▸ **Given exercise**
Answer these questions using the post about endless loading behind Cloudflare:
(a) From which version to which version was the instance upgraded?
(b) Which internet service provider does the writer name?
(c) Which header is set as the trusted header?

▸ **Excerpt to read**

-=-=-

Endless loading behind Cloudflare

We moved our server from one VPS provider to another and I upgraded the instance via launcher rebuild to the latest version as well, from 3.5.0.beta3 to 3.5.0.beta4.

The instance was always running fine behind Cloudflare, but now trying to access it leads to endless 5 dots loading animation.

I have a hosts file entry on my local system to bypass Cloudflare, since my ISP (Deutsche Telekom AG) has shitty peering policies so that access is very low through Cloudflare by times. So at first I did not recognize the issue, as access without Cloudflare works fine. So I upgraded the instance, and hence am now not sure whether the changed VPS or the Discourse upgrade was the relevant change. I assured via VPN and mobile network, that the issue really is Cloudflare itself now, not the bad peering of my ISP, and also other users face the same issue. Old and new VPS have IPv6 available, and the whole system is exactly the same, transferred as raw image file.

There are zero error message, neither in browser (console), nor by the host system’s proxy, nor by Nginx within the container, nor by Rails or anywhere else. The HTML documents and several scripts load fine, and comparing them with those served when bypassing Cloudflare show that everything (I checked) is identical. Also response headers look mostly the same, aside of a few Cloudflare-specific ones, of course. The last things I see being loaded is the mini profiler:

Of course clearing browser cache, using private windows etc all did not change something. Also clearing/disabling the Cloudflare cache does not help, so the cache is not the issue. I temporarily disabled the CF cache completely for the whole forum.

Notable to say that the forum runs on a sub path behind an Apache proxy on the host, following these instructions: Serve Discourse from a subfolder (path prefix) instead of a subdomain
Previously, we created just a ln -s . forum symlink instead of the uploads/backups symlinks and doubled rewrites of the instructions, which worked well for years (and also now without Cloudflare), but as part of my debugging efforts I switched to those instructions to assure the internal proxy applies all rules as intended. Trusted header is CF-Connecting-IP, though I enabled cloudflare.template.yml as well, even that it doubles things somewhat. And I also tried to change back and forth various parts of these templates and above instructions, also in attempt to check whether the proxy IP headers do any difference, as missing CF-Connecting-IP is one thing when bypassing Cloudflare.

-=-=-

▸ **Extracted material**
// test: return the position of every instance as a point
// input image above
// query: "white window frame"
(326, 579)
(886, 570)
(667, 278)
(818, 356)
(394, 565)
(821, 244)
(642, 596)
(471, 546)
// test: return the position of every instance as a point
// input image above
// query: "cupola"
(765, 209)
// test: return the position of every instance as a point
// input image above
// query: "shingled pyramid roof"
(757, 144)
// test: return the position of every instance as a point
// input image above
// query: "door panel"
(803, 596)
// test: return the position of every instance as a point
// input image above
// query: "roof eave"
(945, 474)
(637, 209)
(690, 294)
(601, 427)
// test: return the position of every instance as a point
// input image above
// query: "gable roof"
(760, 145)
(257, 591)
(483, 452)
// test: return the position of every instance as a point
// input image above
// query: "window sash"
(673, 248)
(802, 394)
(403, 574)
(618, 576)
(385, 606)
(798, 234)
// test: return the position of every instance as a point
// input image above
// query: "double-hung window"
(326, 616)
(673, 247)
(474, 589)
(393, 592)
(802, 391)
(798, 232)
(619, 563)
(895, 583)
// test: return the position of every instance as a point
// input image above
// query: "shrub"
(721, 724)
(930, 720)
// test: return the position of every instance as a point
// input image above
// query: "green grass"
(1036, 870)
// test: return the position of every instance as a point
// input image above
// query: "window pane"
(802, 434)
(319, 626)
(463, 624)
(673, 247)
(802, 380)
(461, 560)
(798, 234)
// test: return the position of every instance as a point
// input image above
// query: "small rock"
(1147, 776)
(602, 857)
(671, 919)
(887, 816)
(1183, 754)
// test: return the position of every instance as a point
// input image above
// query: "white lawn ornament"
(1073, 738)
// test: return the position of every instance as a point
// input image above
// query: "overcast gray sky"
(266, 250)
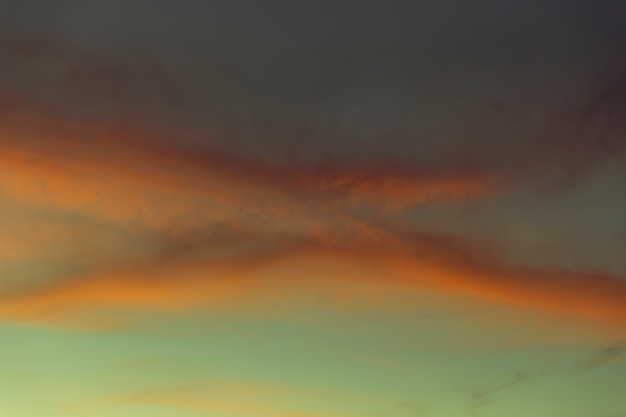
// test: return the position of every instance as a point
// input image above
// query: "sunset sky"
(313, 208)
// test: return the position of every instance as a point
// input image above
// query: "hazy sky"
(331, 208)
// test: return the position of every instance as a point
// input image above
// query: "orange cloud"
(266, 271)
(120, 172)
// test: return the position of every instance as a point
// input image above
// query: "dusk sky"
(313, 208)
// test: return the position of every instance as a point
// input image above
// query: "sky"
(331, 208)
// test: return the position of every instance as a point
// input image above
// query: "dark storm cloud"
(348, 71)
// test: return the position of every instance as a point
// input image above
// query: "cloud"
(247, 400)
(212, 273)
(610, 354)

-=-=-

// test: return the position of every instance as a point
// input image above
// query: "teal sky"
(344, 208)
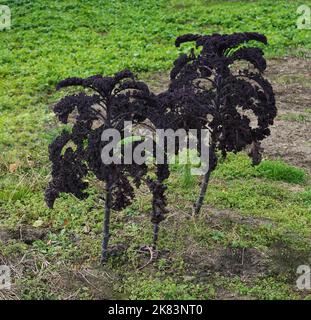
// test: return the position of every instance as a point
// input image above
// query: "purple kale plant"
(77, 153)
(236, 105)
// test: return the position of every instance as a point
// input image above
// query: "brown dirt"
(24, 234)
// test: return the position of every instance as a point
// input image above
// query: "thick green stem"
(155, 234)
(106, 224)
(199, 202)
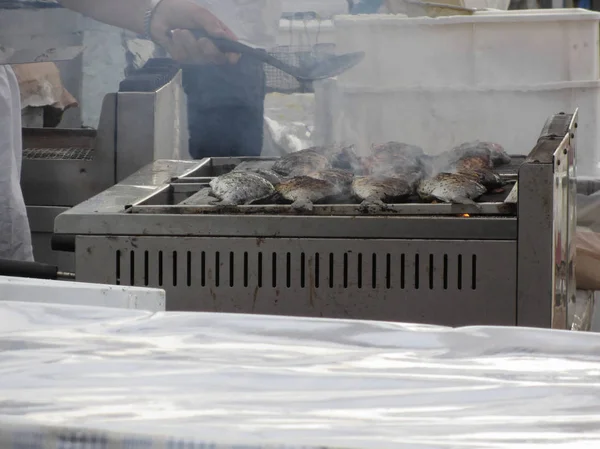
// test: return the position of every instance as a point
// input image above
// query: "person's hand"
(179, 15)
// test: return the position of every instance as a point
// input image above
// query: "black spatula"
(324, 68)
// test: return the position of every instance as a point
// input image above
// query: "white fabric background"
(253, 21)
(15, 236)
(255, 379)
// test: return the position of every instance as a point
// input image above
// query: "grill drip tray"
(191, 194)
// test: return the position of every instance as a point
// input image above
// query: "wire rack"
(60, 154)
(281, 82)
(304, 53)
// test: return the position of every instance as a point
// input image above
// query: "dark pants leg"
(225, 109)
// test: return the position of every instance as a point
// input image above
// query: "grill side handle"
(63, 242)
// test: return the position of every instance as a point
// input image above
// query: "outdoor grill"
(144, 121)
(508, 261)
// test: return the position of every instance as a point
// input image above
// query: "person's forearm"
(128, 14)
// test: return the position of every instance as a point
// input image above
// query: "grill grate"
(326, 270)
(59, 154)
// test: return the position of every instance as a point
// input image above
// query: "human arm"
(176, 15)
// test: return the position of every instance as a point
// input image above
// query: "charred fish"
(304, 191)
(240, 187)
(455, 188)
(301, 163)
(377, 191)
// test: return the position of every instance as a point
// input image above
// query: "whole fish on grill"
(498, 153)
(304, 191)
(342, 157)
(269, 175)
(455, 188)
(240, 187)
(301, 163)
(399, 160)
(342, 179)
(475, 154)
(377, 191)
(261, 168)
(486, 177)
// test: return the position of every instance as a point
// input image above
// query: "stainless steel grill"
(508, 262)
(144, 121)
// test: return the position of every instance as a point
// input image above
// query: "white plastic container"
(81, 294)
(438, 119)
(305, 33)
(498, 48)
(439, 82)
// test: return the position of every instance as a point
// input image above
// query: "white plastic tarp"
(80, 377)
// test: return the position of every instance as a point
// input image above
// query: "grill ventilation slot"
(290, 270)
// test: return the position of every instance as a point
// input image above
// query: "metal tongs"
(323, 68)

-=-=-

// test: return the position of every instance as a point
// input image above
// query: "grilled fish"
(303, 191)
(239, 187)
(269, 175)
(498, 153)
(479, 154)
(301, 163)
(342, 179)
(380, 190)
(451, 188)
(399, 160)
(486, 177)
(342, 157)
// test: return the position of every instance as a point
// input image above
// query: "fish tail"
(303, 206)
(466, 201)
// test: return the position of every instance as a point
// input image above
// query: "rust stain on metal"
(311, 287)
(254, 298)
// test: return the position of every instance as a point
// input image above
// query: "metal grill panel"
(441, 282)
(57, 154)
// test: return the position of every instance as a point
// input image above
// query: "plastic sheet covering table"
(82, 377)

-=-=-

▸ **Exercise output**
(a) From 3.5.0.beta3 to 3.5.0.beta4.
(b) Deutsche Telekom AG.
(c) CF-Connecting-IP.